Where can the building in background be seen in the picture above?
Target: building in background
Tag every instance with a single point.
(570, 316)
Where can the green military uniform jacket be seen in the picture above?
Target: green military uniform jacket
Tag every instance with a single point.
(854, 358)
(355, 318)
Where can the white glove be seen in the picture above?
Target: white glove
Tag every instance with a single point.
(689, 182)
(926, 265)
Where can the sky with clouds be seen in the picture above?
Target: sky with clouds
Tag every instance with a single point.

= EXERCISE PROMPT =
This calls for all of the entries above, repeated exactly.

= SOLUTION TO THE PROBLEM =
Where can the building in background be seen in the picture above?
Target: building in background
Tag every instance with a single point.
(570, 316)
Where can the green military uniform jacket be seen in the picture above?
Target: green military uniform jacket
Tag every instance with a single point.
(854, 358)
(355, 318)
Where can the white glove be seen in the picture above?
Target: white glove
Tag every instance with a single point.
(689, 182)
(926, 265)
Where can the sky with clouds be seen in the picture above?
Target: sky with clouds
Tag every instance with a single point.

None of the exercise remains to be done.